Position annotation records
* begin *

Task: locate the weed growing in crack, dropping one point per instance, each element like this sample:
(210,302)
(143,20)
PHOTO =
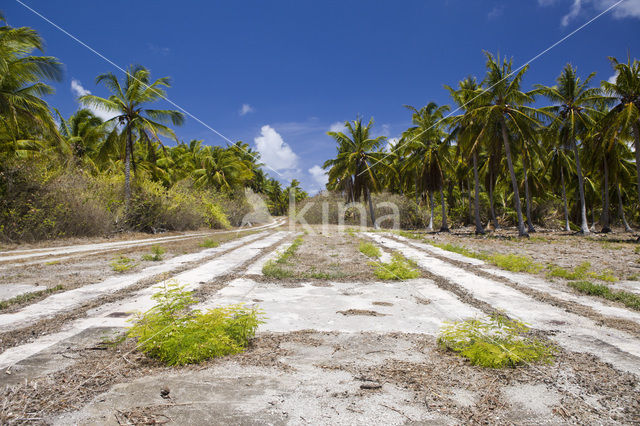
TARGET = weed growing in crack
(156,254)
(495,342)
(177,335)
(369,249)
(122,264)
(399,269)
(630,300)
(209,243)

* end *

*Problem description*. Format every line of the listing above as a Markdown table with the columns n and Line, omitting blank lines and leaving the pictures out.

*Response below*.
| n | Line |
|---|---|
| 1 | Task: locate the weed growing in crack, dropping one point per instance, each element like this sample: |
| 2 | (210,302) |
| 3 | (143,20) |
| 4 | PHOTO = |
| 5 | TARGET = weed growing in crack |
| 6 | (156,254) |
| 7 | (495,342) |
| 8 | (177,335) |
| 9 | (369,249) |
| 10 | (122,264) |
| 11 | (399,269) |
| 12 | (630,300) |
| 13 | (209,243) |